Exercise passage:
——————

Bechtel Announces Plan to Continue Strengthening WTP Safety Culture
13 June 2012
Plan is Part of Comprehensive Effort to Ensure Plant will Operate Safely and Effectively
Bechtel unveiled its comprehensive plan to continue strengthening its commitment to nuclear safety and quality at the Hanford Waste Treatment and Immobilization Plant (WTP) project in Washington state. In the plan, the Bechtel leadership team identified the specific actions needed to advance WTP’s safety culture.
“The plan is an integral part of our approach to ensure WTP will operate safely and effectively for generations to come. It contains the steps needed to further develop a high level of understanding, acceptance, and adherence to the principles, traits, and attributes of a strong nuclear safety and quality culture,” said Frank Russo, Bechtel’s project director at WTP.
The Bechtel WTP senior leadership team developed the plan with the assistance of Edward ”Ward” Sproat, who has significant experience in nuclear culture. The plan is based on review and analysis of information and recommendations from WTP employee surveys, the Defense Nuclear Facilities Safety Board, DOE’s Office of Health, Safety, and Security, and the Independent Safety and Quality Culture Assessment Team.

——————

Listed records:
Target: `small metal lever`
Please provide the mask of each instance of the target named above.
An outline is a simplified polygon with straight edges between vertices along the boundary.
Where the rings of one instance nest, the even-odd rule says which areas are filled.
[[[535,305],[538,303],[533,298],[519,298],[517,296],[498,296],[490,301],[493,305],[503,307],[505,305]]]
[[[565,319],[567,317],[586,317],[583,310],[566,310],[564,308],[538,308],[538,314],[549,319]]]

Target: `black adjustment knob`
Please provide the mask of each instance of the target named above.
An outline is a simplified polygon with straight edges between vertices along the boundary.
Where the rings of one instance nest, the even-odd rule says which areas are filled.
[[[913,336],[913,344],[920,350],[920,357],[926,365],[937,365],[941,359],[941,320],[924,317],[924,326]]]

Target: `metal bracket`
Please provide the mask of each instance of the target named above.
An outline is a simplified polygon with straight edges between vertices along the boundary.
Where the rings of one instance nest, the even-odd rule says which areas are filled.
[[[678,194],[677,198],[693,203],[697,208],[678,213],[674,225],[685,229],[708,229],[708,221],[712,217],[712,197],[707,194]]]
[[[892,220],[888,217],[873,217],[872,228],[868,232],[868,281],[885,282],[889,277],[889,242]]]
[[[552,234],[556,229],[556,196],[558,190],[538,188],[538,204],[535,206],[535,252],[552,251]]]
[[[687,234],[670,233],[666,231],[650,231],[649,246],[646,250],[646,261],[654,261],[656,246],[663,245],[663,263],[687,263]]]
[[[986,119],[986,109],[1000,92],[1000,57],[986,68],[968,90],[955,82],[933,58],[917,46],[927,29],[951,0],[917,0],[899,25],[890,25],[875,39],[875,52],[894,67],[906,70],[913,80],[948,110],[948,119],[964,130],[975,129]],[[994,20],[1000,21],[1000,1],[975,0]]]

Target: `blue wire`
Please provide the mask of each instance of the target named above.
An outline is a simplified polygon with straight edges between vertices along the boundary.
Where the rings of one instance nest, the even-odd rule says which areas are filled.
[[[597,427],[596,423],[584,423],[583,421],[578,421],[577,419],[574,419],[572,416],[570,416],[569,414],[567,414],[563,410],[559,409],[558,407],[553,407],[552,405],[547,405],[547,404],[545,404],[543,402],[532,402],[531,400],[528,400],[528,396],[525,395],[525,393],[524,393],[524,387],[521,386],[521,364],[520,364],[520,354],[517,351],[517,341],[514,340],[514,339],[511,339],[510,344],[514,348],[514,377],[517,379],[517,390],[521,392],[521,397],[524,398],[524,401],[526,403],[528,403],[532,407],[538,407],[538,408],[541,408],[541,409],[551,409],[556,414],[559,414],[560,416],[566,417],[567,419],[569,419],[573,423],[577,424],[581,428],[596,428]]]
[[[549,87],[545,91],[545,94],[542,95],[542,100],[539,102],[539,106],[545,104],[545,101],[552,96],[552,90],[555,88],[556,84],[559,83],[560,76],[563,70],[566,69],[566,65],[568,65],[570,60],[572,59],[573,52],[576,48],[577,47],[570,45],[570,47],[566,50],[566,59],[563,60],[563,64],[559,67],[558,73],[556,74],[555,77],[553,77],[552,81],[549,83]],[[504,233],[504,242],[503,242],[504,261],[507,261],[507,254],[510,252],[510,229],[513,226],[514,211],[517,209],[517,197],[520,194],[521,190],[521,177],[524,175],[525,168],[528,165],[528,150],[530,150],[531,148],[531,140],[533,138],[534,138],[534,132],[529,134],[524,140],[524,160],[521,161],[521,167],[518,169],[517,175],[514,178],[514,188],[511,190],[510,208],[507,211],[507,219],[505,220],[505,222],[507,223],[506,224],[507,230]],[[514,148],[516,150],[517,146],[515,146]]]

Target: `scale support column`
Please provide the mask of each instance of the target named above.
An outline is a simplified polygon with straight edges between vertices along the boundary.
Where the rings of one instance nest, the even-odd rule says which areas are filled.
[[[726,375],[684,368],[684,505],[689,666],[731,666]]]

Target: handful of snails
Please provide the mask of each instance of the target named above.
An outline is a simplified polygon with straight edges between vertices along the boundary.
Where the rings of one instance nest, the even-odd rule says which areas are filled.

——————

Prompt 1: Translate this sentence from the Bechtel WTP safety culture announcement into Spanish: "In the plan, the Bechtel leadership team identified the specific actions needed to advance WTP’s safety culture."
Prompt 2: According to the Bechtel WTP safety culture announcement, who helped the Bechtel WTP senior leadership team develop the plan?
Prompt 3: Resume the Bechtel WTP safety culture announcement, picking up after its last sentence.

Task result 1: En el plan, el equipo de liderazgo de Bechtel identificó las acciones específicas necesarias para hacer avanzar la cultura de seguridad de la WTP.

Task result 2: Edward "Ward" Sproat, who has significant experience in nuclear culture, helped develop the plan.

Task result 3:
“The focus now is on the effective implementation of the plan. We are putting a process in place to measure the progress and effectiveness of the actions and their implementation,” said Sproat. Before joining Bechtel in 2009, Sproat served as DOE’s director of the Office of Civilian Radioactive Waste Management and as an executive of Exelon.
Bechtel National Inc. (BNI), a member of the Bechtel group of companies, is a leader in environmental cleanup and restoration of former nuclear weapon production sites. BNI’s experience includes the cleanup, remediation, and closure of high-level nuclear waste facilities in Washington state, New Mexico, and South Carolina.
BNI is designing and constructing WTP for DOE. Bechtel’s design and construction of the facility will protect the public and the environment by responsibly eliminating the threat to the nation posed by 56 million gallons of radioactive waste. The waste, a byproduct of plutonium production during World War II and the Cold War era, is currently stored in underground tanks. WTP will immobilize the liquid waste by turning it into glass using proven vitrification technology.